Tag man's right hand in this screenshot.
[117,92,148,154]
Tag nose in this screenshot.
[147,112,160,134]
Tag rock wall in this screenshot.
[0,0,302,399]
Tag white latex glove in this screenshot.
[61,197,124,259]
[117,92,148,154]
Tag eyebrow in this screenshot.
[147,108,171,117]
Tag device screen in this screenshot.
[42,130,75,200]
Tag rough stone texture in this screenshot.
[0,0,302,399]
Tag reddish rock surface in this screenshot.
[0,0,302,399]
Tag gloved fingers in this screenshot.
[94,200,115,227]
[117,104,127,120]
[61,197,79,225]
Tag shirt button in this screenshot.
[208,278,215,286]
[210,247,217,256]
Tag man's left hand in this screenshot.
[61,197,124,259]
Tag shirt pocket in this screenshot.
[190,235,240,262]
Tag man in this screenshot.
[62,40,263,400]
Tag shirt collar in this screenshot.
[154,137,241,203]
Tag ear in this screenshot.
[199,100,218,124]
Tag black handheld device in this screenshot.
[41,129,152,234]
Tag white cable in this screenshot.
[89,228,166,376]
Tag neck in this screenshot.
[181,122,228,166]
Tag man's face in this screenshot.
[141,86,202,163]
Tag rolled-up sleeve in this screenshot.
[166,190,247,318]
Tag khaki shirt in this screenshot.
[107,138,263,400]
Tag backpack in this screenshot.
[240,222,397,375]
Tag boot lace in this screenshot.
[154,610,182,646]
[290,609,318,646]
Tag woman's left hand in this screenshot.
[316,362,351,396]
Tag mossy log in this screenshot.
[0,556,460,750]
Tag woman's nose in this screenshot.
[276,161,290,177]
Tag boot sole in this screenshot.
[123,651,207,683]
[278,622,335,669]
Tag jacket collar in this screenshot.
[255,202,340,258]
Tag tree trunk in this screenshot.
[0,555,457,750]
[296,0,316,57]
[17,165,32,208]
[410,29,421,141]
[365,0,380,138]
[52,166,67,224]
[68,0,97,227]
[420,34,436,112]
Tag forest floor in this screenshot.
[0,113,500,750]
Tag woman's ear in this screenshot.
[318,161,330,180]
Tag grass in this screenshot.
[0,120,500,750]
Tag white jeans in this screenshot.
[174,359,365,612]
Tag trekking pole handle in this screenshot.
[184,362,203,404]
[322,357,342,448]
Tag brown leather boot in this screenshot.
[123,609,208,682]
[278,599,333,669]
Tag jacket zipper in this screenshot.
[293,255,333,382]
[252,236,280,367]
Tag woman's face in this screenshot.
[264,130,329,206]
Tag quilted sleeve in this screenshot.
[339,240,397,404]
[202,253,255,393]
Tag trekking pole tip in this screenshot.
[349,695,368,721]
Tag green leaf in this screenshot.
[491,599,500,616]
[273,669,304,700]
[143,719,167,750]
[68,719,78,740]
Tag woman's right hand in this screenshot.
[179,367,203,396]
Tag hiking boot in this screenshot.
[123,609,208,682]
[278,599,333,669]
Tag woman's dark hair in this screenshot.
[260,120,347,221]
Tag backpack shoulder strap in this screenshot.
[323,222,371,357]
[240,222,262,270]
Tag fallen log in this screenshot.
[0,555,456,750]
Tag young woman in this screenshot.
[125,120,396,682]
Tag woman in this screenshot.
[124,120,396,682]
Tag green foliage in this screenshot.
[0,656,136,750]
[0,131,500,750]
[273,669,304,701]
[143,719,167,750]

• [Direction] Rewrite all of the data above, putting "Outline" wherever "Tag" appears and leaving everything else untouched.

• [Complete answer]
Outline man's right hand in this screenshot.
[117,92,148,154]
Outline nose in this screenshot.
[147,112,160,134]
Outline rock wall in this screenshot.
[0,0,302,399]
Outline white latex glove in this screenshot.
[61,197,124,259]
[117,92,148,154]
Outline eyebrow in this screenshot.
[147,108,171,117]
Outline device screen in this screenshot.
[42,130,75,200]
Outline rough stone texture in this screenshot.
[0,0,302,399]
Outline reddish rock surface in this screenshot.
[0,0,302,399]
Outline gloved fingers in this screenshot.
[94,200,115,227]
[117,104,127,120]
[61,197,79,225]
Outline shirt button in this screenshot.
[208,278,215,286]
[210,247,217,256]
Outline man's left hand in this screenshot.
[61,197,124,259]
Outline shirt pocket in this screenshot.
[190,235,240,262]
Outline man in this screenshot.
[62,40,263,400]
Outline shirt collar in this screenshot.
[154,137,241,203]
Outline ear in this screenshot.
[199,100,218,124]
Outline black handheld device in this screenshot.
[41,129,152,234]
Outline white cable in this screenshot.
[89,228,166,376]
Outline neck in this screenshot.
[181,122,228,166]
Outline man's face in this screenshot.
[141,86,202,163]
Outline rolled-up sleeve in this screenshot.
[166,190,247,318]
Outline khaki shirt in this screenshot.
[107,138,263,400]
Outline backpack in this screenshot.
[240,222,397,375]
Outline boot lace in this screenshot.
[154,610,182,646]
[290,609,318,646]
Outline woman's left hand in this screenshot.
[316,362,351,396]
Outline mossy log in this screenshot.
[0,556,460,750]
Outline woman's nose in this screenshot.
[276,161,290,177]
Outline boot sole in this screenshot.
[123,651,207,683]
[278,622,335,669]
Outline jacket collar in this screenshot.
[255,202,340,258]
Outline tree trunk in this screenshot.
[0,555,457,750]
[296,0,316,57]
[17,165,32,208]
[410,29,421,141]
[365,0,380,138]
[52,166,67,224]
[68,0,97,227]
[420,34,436,112]
Outline forest floor in this screenshot.
[0,113,500,750]
Outline woman's ear in this screenshot.
[318,161,330,180]
Outline grass in this screenshot.
[0,120,500,750]
Outline white jeans in this screenshot.
[174,359,365,612]
Outline trekking pole handle in this screenshot.
[184,362,203,404]
[322,357,342,448]
Outline brown leather boot in this screenshot.
[123,609,208,682]
[278,599,333,669]
Outline jacket zipper in this screenshot.
[293,255,333,382]
[252,236,280,367]
Outline woman's face in this screenshot.
[264,130,329,206]
Outline quilted sleeve in this screenshot.
[339,240,397,404]
[202,253,255,393]
Outline trekking pole tip in this screenshot.
[349,695,368,721]
Outline green leaf in this screenshot.
[491,599,500,616]
[273,669,304,700]
[143,719,167,750]
[68,719,78,740]
Outline woman's right hand in this screenshot.
[179,367,203,396]
Outline hiking boot in this screenshot.
[123,609,208,682]
[278,599,333,669]
Outline woman's dark hair in this screenshot.
[260,120,347,221]
Outline backpack shoulder strap in this screenshot.
[323,222,371,357]
[240,222,262,270]
Outline fallen log in this screenshot.
[0,555,456,750]
Outline young woman in this screenshot.
[125,120,396,682]
Outline woman in this screenshot.
[124,120,396,682]
Outline green foliage in this screenshot.
[0,656,136,750]
[0,131,500,750]
[273,669,304,701]
[143,719,167,750]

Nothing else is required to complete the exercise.